■ **REQUIRED ACTIONS**
A. In the article on land reforms in Jammu & Kashmir, which government does Jean Dreze credit with carrying out the extensive land reforms of the 1950s?
B. Resume the article on land reforms in Jammu & Kashmir after its final sentence and continue writing it.

■ **SOURCE**
Dismantling Land Reforms in J&K

Land Grab under the Garb of Developmentalism

By Shinzani Jain

The Government of India recently abrogated the special status accorded to the erstwhile state of Jammu & Kashmir (J&K) under Article 370 of the Constitution of India. One of the main reasons cited by Home Minister Amit Shah while introducing the resolution in the Rajya Sabha on August 5 was that Article 370 has hampered the development of the people of J&K. Soon, this became a popular opinion.

Criticising this widely popular move, renowned economist and academic Jean Dreze voiced his dissent arguing, “It is not correct to say that Kashmir is a backward state, therefore, it was a must to remove Article-370. Of course, there are economic problems, but the living standard is quite good, nutrition is much better in Kashmir than Gujarat.1Dreze, J (9 August 2019). ‘Economist Jean Dreaze: Article 370 helped reduce poverty in Jammu and Kashmir’. National Herald. Retrieved from https://www.nationalheraldindia.com/india/economist-jean-dreze-jandk-more-developed-than-gujarat-special-status-helped-reducing-poverty. Dreze notes that J&K is, in fact, more developed than many of the other Indian states. He also makes a comparative analysis between the human development indicators of J&K and Gujarat.

Figure 1: Some important religious tourism sites in Jammu & Kashmir

Interestingly, Dreze attributes the better performance of J&K to the extensive land reforms that were carried out by the National Conference government in the 1950s and contends that it was, in fact, Article 370 that made these reforms possible. He says, “Because of Article-370, J&K has its own constitution and this constitution allowed distribution of land which the Constitution of India would not have allowed. I think it played an important part in reducing poverty and in laying the foundation of a relatively egalitarian economy in rural areas.”2Ibid.

Sharply critical of the government’s move, former Finance Minister of J&K, Haseeb A. Drabu writes, “For the people of J&K, the biggest benefit of the state having greater legislative latitude under Article 370 has been the radical restructuring of agrarian relations. It was the first state in India, much before the communist government in Kerala, to carry out non-compensatory land reforms.”3Drabu, H. A (8 August 2019). ‘Was special status a development dampener in J&K?’. Live Mint. Retrieved from https://www.livemint.com/opinion/columns/opinion-was-special-status-a-development-dampener-in-j-k-1565248797810.html. J&K was, in fact, the only state to carry out land reforms without granting any compensation to former proprietors of land. Land was transferred to peasants free of costs and arrears.

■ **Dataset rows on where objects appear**
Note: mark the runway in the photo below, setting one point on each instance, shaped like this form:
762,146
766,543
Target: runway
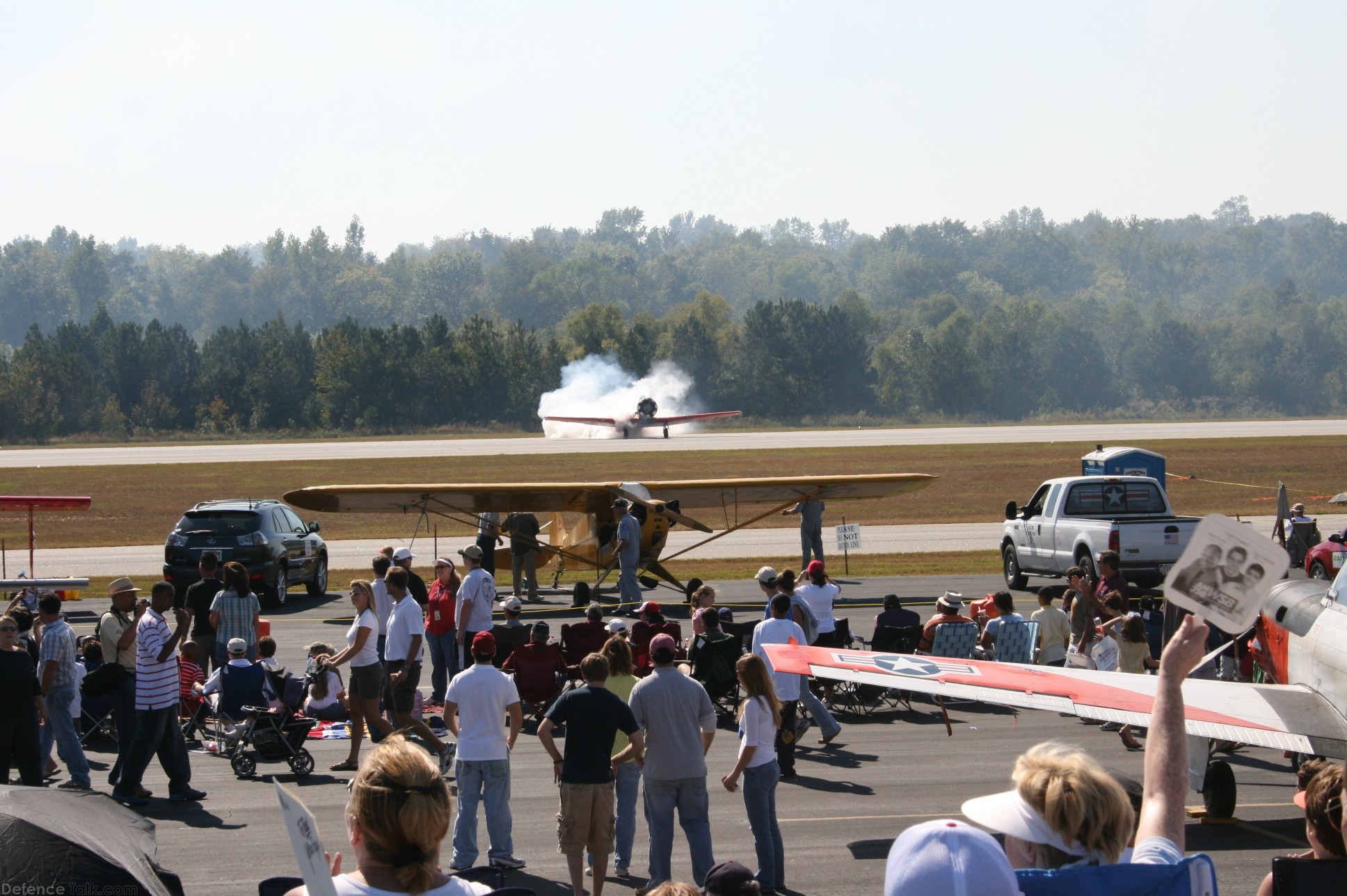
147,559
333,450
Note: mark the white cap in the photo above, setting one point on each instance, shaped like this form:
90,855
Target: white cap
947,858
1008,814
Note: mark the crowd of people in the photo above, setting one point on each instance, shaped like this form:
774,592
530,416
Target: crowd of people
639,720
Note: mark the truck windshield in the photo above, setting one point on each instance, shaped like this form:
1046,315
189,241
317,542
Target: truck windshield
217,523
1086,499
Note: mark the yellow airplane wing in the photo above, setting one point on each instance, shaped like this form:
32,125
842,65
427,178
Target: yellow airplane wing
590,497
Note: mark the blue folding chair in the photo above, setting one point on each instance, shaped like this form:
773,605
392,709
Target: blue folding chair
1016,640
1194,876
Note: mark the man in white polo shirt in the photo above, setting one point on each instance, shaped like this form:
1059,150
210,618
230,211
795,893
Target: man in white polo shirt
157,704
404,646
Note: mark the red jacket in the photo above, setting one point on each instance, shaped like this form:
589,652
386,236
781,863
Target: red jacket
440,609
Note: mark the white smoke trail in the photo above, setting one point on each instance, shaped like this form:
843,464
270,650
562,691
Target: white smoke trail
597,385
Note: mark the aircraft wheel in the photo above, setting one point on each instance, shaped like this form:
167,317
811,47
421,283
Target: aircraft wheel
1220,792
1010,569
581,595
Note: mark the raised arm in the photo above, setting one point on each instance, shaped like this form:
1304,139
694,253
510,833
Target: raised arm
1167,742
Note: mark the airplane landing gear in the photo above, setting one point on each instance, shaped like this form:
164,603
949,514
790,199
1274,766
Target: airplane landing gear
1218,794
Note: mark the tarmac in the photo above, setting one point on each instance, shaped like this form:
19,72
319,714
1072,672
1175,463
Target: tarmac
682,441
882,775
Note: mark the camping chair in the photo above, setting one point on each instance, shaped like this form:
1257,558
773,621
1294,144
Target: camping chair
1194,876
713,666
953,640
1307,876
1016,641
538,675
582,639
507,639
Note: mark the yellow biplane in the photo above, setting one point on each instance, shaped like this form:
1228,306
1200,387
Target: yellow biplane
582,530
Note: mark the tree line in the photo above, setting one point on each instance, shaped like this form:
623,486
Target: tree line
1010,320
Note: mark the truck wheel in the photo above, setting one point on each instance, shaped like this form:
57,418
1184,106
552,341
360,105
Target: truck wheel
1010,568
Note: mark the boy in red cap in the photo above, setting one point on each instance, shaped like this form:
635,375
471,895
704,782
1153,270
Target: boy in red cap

■ **RESULTS OF THE EXERCISE**
A. The National Conference government.

B.
Land reforms in Jammu & Kashmir

Land reforms in J&K constituted a part of a spate of reforms, including health, education and agrarian reforms, introduced by the National Conference government between 1948 and 1976. Two major legislations through which these reforms were affected were – the Big Landed Estates Abolition Act, 1950 and the J&K Agrarian Reforms Act, 1976. Under the Big Landed Estates Abolition Act, the upper limit for landholding was reduced to 22.75 acres in 1950, which was further reduced to 12.50 acres through the Agrarian Reforms Act, 1976. All land in excess of the ceiling was expropriated by the state and was then transferred to the actual tillers. The decision on compensation was taken later in 1951 by the Constituent Assembly of the state which decided against paying any compensation to landlords.4Jammu & Kashmir Constituent Assembly Debate, Part I, Vol. I (1951-1955). It was their belief that the system that resulted in this kind of stark disparity in land ownership was deeply exploitative and parasitic, and neither the state nor the beneficiaries of the reform owed compensation to the landlords who had benefited from this exploitative structure for centuries.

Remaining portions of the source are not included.